THINGS TO DO:
(a) In the Ricci v. Paolino court opinion, on what date did the state superior court hold the city in contempt of its March 7, 1990 order?
(b) Go on with the Ricci v. Paolino court opinion, picking up right after its last line.

PAGE EXCERPT:
──────────────────────────────

959 F.2d 230
NOTICE: First Circuit Local Rule 36.2(b)6 states unpublished opinions may be cited only in related cases.
Thomas J. RICCI, et al., Plaintiffs, Appellants,
v.
Joseph PAOLINO, et al., Defendants, Appellees.
No. 91-1994.
United States Court of Appeals,
First Circuit.
April 1, 1992
Thomas J. Ricci on brief pro se.
Joseph P. Casale, Assistant City Solicitor, Providence Law Department, on brief for appellee, City of Providence.
Before Selya, Circuit Judge, Campbell, Senior Circuit Judge, and Cyr, Circuit Judge.
Per Curiam.
Plaintiff Thomas Ricci appeals from a judgment of the district court dismissing his civil rights action for failure to state a claim. For the reasons that follow, we affirm.
I.
In 1984, in connection with a criminal investigation, the Providence, Rhode Island police seized various items of property from plaintiff and his company, Busy Bee Construction, Inc, pursuant to a search warrant. Such items included three trucks, other construction equipment and supplies, and business records. A state grand jury later returned an indictment, but the matter was dismissed in 1990. Plaintiff thereafter sought the return of the seized property. On March 7, 1990, the state superior court ordered the return of ten enumerated items. Subsequent investigation revealed that several of these items, which had been stored on a city lot for the preceding six years, were missing. In response to plaintiff's motion for an order of contempt, the superior court on March 26, 1991 ordered that the missing property be appraised and the other items returned. And on July 29, 1991, the court held the city in contempt of the March 7, 1990 order and, pursuant to the appraisal report, ordered the payment of $13,000 to plaintiff.
While these state court proceedings were ongoing, plaintiff on August 28, 1990 filed the instant civil rights action under 42 U.S.C. § 1983.1 Named as defendants were the City of Providence, the Mayor, and two successive Chiefs of Police. The complaint focused on the ten items of property listed in the superior court's order of March 7, 1990. As amended, the complaint alleged that the defendants' failure to (1) preserve the missing items and (2) turn over the remaining items effected an unlawful taking and a deprivation of property without due process, in violation of the Fourth and Fourteenth Amendments. It also alleged that the failure to preserve or turn over the property was "grossly negligent and recklessly indifferent" to plaintiff's constitutional rights.2 Two pendent claims alleged negligence as a matter of state law. Following a hearing, the district court dismissed the amended complaint for failure to state a claim, indicating that plaintiff possessed an adequate remedy at state law. Plaintiff, having been represented by counsel below, now appeals pro se.
II.

──────────────────────────────

GIVEN DATA:
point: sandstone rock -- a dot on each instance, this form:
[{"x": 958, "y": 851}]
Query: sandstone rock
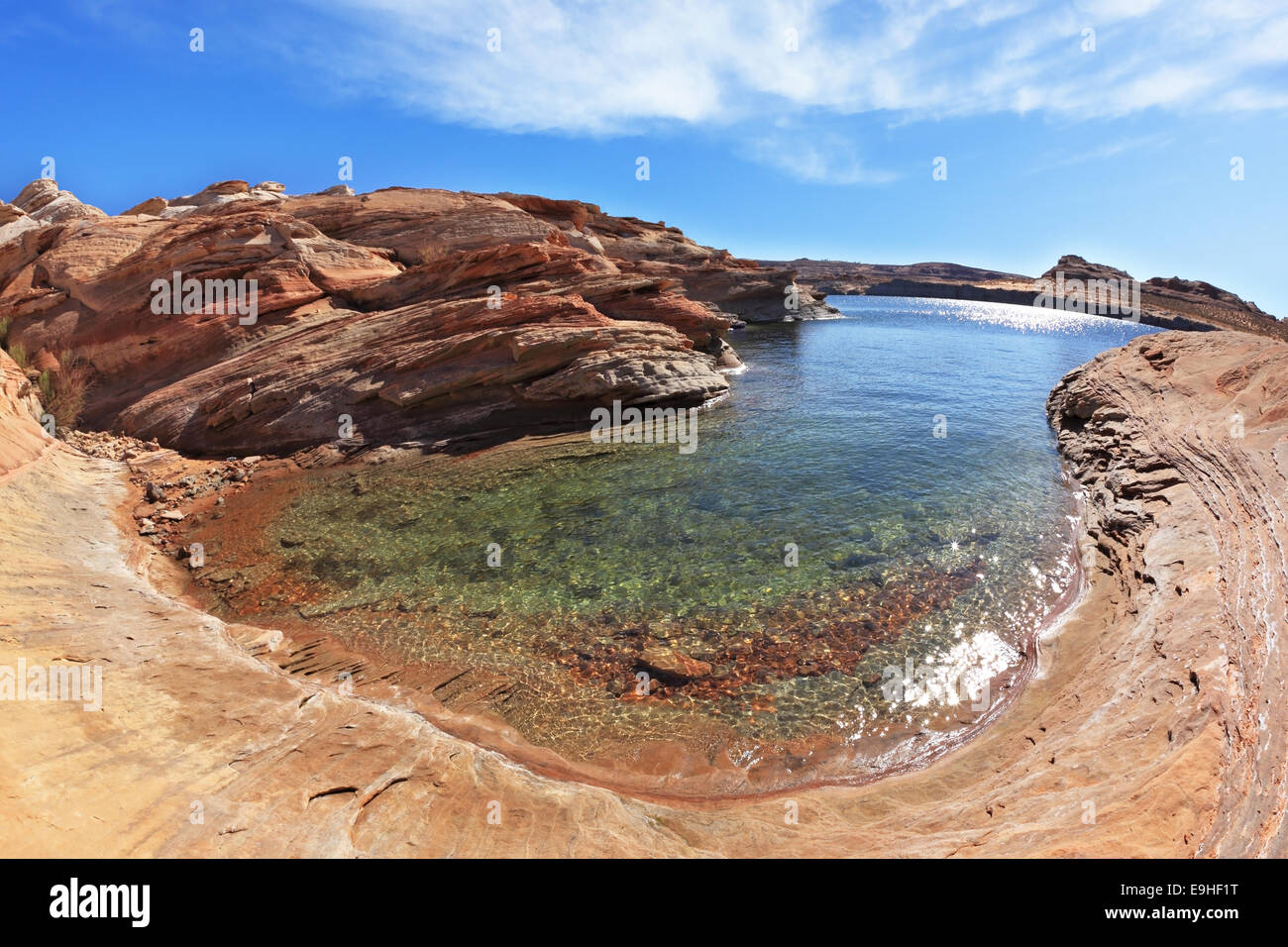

──────────────────────────────

RESPONSES IN ORDER:
(a) July 29, 1991

(b)
The dismissal of plaintiff's claims against the City of Providence was unquestionably warranted. "Congress did not intend municipalities to be held liable unless action pursuant to official municipal policy of some nature caused a constitutional tort.... [A] municipality cannot be held liable under § 1983 on a respondeat superior theory." Monell v. New York City Dep't of Social Services, 436 U.S. 658, 691 (1978); accord, e.g., Collins v. City of Harker Heights, 60 U.S.L.W. 4182, 4184 (U.S. Feb. 26, 1992); Canton v. Harris, 489 U.S. 378, 385 (1989); Bordanaro v. McLeod, 871 F.2d 1151, 1155 (1st Cir.), cert. denied, 493 U.S. 820 (1989). Plaintiff's complaint, even when construed in its most favorable light, see, e.g., Dartmouth Review v. Dartmouth College, 889 F.2d 13, 16 (1st Cir. 1989), at no point alleges that the missing items of property were lost-or that immediate compliance with the March 1990 order was not forthcoming-due to an officially sanctioned policy or custom.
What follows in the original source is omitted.